**Given passage:**
+===+
- Born: February 13, 1987 (age 39) Stuttgart, West Germany
- Other names: Mergen
- Nationality: German
- Height: 5 ft 4 in (163 cm)
- Weight: 125 lb (57 kg; 8 st 13 lb)
- Division: Bantamweight
- Style: Muay Thai
- Fighting out of: Stuttgart, Germany
- Team: Kwan Gym

Kickboxing record
- Total: 57
- Wins: 43
- By knockout: 15
- Losses: 13
- By knockout: 2
- Draws: 1

Other information
- Boxing record from BoxRec

= Meryem Uslu =

German kickboxer (born 1987)

Meryem Uslu (born 13 February 1987) is a German female kickboxer who has fought for the Glory kickboxing title against Tiffany van Soest. She is the former Wu Lin Feng World 55 kg champion.

==Kickboxing career==
In 2012 Uslu fought Lucy Payne for the KORE MMA Bantamweight Muay thai title. Payne defended the title by a unanimous decision. Later in the year, she fought Caley Reece for the WMC Women's World Featherweight Championship. Reece won the fight by unanimous decision. She also challenged Kim Dewulf for the IMC Muay Thai World title. Uslu won by unanimous decision.

In 2014 she fought Yang Yang for the Wu Lin Feng 55 kg title. Uslu won the title by a unanimous decision. In her next fight she fought Carol Earl for the WKF World 54.5 kg title. Uslu won the fight by unanimous decision. Uslu entered the Enfusion Season 5 Tournament, but lost to Marina Zueva in the first round.
+===+
**Entries shown:**
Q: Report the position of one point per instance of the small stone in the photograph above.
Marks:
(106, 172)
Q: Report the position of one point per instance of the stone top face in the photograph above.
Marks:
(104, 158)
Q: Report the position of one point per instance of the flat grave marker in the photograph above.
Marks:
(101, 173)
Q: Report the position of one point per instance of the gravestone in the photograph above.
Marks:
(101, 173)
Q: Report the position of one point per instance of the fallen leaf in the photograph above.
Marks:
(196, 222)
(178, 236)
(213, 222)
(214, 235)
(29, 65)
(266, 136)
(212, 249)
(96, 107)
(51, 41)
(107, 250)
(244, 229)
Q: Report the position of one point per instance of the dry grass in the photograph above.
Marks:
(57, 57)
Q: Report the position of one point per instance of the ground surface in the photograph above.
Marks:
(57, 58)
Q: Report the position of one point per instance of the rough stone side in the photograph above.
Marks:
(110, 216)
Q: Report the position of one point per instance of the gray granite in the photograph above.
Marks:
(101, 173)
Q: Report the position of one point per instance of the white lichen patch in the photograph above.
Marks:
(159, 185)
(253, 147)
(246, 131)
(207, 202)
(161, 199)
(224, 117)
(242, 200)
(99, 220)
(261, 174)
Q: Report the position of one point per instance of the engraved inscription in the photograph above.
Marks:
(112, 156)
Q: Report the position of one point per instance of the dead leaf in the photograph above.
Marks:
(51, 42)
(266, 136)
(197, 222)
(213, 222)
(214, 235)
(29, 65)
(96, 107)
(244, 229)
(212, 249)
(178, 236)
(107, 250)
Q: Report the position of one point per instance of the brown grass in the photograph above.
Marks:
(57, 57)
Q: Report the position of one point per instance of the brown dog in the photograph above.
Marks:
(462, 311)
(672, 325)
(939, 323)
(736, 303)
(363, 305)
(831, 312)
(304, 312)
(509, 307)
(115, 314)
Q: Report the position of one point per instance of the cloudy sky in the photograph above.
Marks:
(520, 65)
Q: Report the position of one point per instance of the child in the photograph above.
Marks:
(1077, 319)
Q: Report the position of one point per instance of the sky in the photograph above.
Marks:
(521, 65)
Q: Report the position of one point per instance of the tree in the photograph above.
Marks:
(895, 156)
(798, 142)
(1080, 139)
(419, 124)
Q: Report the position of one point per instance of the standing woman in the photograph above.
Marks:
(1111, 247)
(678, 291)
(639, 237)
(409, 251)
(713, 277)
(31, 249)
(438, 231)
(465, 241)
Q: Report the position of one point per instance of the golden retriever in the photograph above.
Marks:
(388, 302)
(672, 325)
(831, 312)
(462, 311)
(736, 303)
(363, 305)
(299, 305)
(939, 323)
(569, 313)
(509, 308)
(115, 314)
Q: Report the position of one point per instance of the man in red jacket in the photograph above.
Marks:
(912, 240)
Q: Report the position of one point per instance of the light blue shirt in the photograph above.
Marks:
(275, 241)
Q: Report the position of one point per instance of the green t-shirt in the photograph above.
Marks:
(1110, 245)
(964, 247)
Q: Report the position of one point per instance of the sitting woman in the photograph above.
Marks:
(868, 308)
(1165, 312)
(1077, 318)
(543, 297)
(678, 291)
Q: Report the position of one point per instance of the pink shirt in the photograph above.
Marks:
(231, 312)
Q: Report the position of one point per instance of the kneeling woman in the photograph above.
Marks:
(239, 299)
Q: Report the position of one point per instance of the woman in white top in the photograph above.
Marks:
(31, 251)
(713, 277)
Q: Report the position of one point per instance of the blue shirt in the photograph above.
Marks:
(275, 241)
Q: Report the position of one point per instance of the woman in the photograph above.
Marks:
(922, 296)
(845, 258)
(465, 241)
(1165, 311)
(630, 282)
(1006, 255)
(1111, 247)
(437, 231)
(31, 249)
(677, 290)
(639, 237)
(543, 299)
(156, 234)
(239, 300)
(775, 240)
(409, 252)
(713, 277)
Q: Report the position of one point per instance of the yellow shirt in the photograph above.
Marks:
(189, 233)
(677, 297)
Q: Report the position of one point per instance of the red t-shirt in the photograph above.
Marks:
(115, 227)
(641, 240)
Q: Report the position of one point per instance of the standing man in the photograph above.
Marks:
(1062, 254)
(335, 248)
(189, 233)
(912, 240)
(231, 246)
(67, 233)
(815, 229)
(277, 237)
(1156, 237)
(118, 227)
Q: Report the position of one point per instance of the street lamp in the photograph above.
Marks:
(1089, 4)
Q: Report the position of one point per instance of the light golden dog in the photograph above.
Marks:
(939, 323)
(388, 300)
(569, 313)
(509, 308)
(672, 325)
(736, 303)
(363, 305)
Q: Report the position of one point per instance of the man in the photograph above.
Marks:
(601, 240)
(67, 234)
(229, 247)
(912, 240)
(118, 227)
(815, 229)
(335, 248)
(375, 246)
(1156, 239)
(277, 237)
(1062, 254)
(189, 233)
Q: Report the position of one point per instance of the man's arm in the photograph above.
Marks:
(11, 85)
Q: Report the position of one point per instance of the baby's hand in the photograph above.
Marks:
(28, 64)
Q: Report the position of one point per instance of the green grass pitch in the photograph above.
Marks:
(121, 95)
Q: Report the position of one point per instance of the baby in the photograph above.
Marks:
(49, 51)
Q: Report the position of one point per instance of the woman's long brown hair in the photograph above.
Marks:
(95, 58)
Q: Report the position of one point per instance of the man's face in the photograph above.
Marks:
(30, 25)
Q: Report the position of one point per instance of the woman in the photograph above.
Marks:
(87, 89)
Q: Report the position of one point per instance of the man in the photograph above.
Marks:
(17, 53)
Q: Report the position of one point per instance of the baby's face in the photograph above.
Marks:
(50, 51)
+===+
**Written exercise A:**
Using the profile of Meryem Uslu, answer each question below on its own line, marked (i), (ii), (iii):
(i) Which team is Uslu listed with?
(ii) Who kept the KORE MMA Bantamweight Muay thai title in the 2012 fight against Uslu?
(iii) Whom did Uslu defeat for the WKF World 54.5 kg title?
**Written exercise B:**
Say whether each statement below agrees with the profile of Meryem Uslu. Answer yes or no for each, and quote the words from the profile that decide it.
(i) Uslu's listed style is Muay Thai.
(ii) Uslu won the WMC Women's World Featherweight Championship against Caley Reece.
(iii) Uslu lost to Marina Zueva in the first round of the Enfusion Season 5 Tournament.

**Worked answer A:**
(i) Kwan Gym
(ii) Lucy Payne
(iii) Carol Earl

**Worked answer B:**
(i) Yes: "Style: Muay Thai"
(ii) No: "Reece won the fight by unanimous decision."
(iii) Yes: "lost to Marina Zueva in the first round"